WORK TO DO
Render all the records below as a JSON list of strings, one string per line, skipping blank lines and leaving out the pictures.

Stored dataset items
------------------------------

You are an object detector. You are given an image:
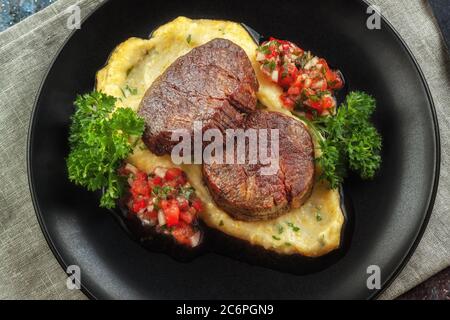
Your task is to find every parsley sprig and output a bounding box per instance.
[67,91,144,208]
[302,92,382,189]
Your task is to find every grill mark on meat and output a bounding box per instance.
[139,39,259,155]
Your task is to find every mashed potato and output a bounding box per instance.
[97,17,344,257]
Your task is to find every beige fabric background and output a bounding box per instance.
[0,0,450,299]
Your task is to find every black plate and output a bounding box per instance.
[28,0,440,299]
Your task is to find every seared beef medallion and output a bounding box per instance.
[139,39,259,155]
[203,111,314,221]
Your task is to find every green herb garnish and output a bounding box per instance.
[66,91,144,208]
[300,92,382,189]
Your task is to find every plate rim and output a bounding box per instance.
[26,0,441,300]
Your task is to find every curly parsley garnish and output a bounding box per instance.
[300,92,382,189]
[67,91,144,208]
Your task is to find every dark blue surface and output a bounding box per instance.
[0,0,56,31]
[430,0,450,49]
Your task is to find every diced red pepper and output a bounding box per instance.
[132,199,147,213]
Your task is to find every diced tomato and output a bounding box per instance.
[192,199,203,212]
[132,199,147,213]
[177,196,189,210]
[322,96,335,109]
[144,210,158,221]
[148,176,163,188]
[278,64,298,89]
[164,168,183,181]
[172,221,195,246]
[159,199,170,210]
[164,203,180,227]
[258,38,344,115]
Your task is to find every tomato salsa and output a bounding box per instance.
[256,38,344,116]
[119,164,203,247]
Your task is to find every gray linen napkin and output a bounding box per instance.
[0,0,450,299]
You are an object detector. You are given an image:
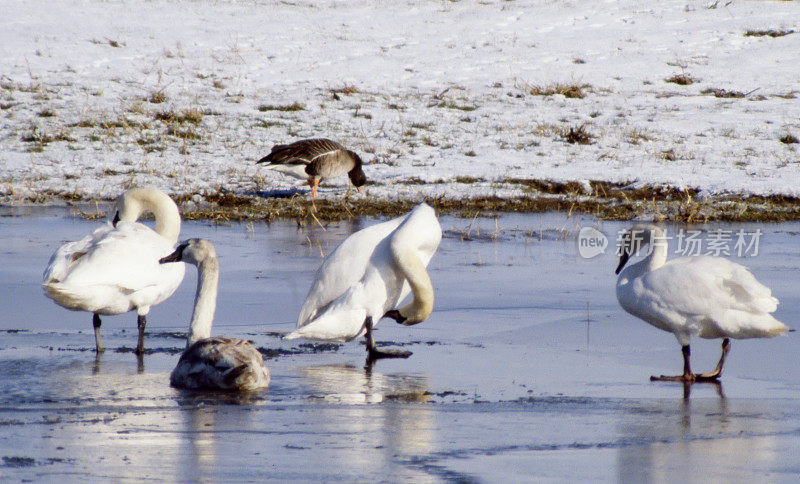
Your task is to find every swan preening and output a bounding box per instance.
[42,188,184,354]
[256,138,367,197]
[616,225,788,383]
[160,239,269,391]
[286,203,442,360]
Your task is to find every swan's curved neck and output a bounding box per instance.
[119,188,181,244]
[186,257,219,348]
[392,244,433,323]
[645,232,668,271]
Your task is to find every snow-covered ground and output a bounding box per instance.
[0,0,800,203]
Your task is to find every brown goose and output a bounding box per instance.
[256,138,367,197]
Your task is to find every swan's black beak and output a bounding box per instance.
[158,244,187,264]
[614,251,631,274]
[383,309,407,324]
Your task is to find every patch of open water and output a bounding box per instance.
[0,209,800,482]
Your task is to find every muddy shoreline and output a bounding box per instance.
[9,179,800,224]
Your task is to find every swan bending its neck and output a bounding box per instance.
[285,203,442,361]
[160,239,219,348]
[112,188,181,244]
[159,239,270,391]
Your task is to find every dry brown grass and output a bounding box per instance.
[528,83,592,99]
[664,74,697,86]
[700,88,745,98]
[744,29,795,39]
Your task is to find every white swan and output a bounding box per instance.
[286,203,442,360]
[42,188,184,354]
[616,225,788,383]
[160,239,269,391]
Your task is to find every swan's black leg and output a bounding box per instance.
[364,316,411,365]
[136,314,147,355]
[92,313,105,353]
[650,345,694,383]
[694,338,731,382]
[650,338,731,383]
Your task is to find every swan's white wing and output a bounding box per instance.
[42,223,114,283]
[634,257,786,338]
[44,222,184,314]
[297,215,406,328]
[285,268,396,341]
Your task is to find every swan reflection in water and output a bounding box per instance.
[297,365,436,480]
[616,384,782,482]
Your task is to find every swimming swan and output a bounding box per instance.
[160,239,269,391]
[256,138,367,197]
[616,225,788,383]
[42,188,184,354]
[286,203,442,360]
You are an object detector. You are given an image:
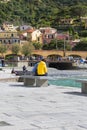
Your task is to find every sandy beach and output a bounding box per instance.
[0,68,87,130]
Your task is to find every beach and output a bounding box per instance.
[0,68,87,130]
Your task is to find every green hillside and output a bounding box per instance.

------------------------------

SOLUTION TO THIS TASK
[
  "You are an object detector. You are given an image:",
  "Your task is to find every parsley sprig and output a bounding box per instance.",
  "[67,91,144,208]",
  "[302,92,382,189]",
  "Your task is to find every grill mark on meat and output a bounding box per instance.",
  "[139,39,259,155]",
  "Your task is to find every mashed potato and output a bounding box per instance.",
  "[97,17,344,257]",
  "Your task is to find every beige fabric background and output a bounding box per instance.",
  "[0,0,450,299]",
  "Your task is to find every black plate and output a bounding box per instance.",
  "[28,0,440,299]",
  "Your task is to find every seared beef medallion and output a bounding box per instance.",
  "[139,39,259,155]",
  "[203,111,314,221]",
  "Your task is to find every green herb garnish and output a bounding box per instance.",
  "[66,91,144,208]",
  "[300,92,382,189]",
  "Your task is to find every plate rim and output a bounding box per instance.",
  "[26,0,441,300]",
  "Your task is to find every curly parsley garnish and output a bounding box per instance.",
  "[300,92,382,189]",
  "[67,91,144,208]",
  "Your task is to find every dark blue surface and output a bounding box per instance.",
  "[0,0,56,31]",
  "[430,0,450,49]",
  "Your task is to find every diced red pepper and output a bounding box per instance.",
  "[132,199,147,213]",
  "Your task is to find every diced tomato and output a bounding box per instance.",
  "[192,199,203,212]",
  "[132,199,147,213]",
  "[177,196,189,210]",
  "[322,96,335,109]",
  "[144,210,158,221]",
  "[148,176,163,188]",
  "[278,64,298,89]",
  "[164,168,183,181]",
  "[172,221,195,246]",
  "[159,199,170,210]",
  "[164,203,180,227]",
  "[258,38,344,115]",
  "Your task is to find every tomato salsa and output a bounding box per instance.",
  "[256,38,344,116]",
  "[119,164,203,247]",
  "Your task is to find every gray linen napkin and output a bounding box per instance.",
  "[0,0,450,299]",
  "You are an object detector. You are given an image:",
  "Your task is to find every swan preening and output a bounding box per instance.",
  "[42,188,184,354]",
  "[256,138,367,197]",
  "[616,225,788,383]",
  "[160,239,269,391]",
  "[286,203,442,360]",
  "Your task is to find every swan's curved neck and output a bounding box per instance.",
  "[119,188,181,244]",
  "[186,257,219,348]",
  "[392,244,433,323]",
  "[645,232,668,271]",
  "Your task is to find every snow-covered ground and output a bounding box per instance.",
  "[0,0,800,203]",
  "Your task is to find every brown goose and output a bounding box per instance.",
  "[256,138,367,197]",
  "Your task is to find every swan's black beak and output a bounding box per instance.",
  "[158,244,187,264]",
  "[614,251,631,274]",
  "[383,309,407,324]",
  "Your task is to find every patch of open water and output a bounding box per instance.",
  "[0,209,800,482]",
  "Your task is to find every muddy shoreline and output a bounding box per instance.",
  "[9,179,800,224]",
  "Your task is to find every swan bending its neck and output a bounding box per instance.",
  "[285,203,442,361]",
  "[160,239,219,348]",
  "[112,188,181,244]",
  "[159,239,270,391]",
  "Your task is to find every dry brown grass and output a bounding box per instance.",
  "[528,83,592,99]",
  "[664,74,697,86]",
  "[700,88,745,98]",
  "[744,29,795,39]",
  "Your task is to find every white swan and output a bounding box per instance.",
  "[286,203,442,360]",
  "[42,188,184,354]",
  "[616,225,788,383]",
  "[160,239,269,391]",
  "Your task is to find every swan's black leg and output a bounding box per instance.",
  "[364,316,411,365]",
  "[136,314,147,355]",
  "[92,313,105,353]",
  "[650,345,694,383]",
  "[694,338,731,382]",
  "[650,338,731,383]",
  "Your task is to find every swan's white wing and output a bounding box per instance.",
  "[42,223,114,283]",
  "[634,257,786,338]",
  "[44,222,184,314]",
  "[297,215,406,328]",
  "[285,268,396,341]",
  "Your task is to find every swan reflection in water and output a bounding box per instance.",
  "[297,365,436,480]",
  "[616,384,782,482]",
  "Your task is to find every swimming swan and output a bounding box per instance.",
  "[160,239,269,391]",
  "[256,138,367,197]",
  "[616,225,788,383]",
  "[42,188,184,354]",
  "[286,203,442,360]",
  "You are an object detector. You are given an image:",
  "Your task is to find every sandy beach and output a bounding box per instance.",
  "[0,68,87,130]",
  "Your task is to find every beach and output a bounding box per instance.",
  "[0,68,87,130]",
  "Your task is to find every green hillside and output a bounding box per instance."
]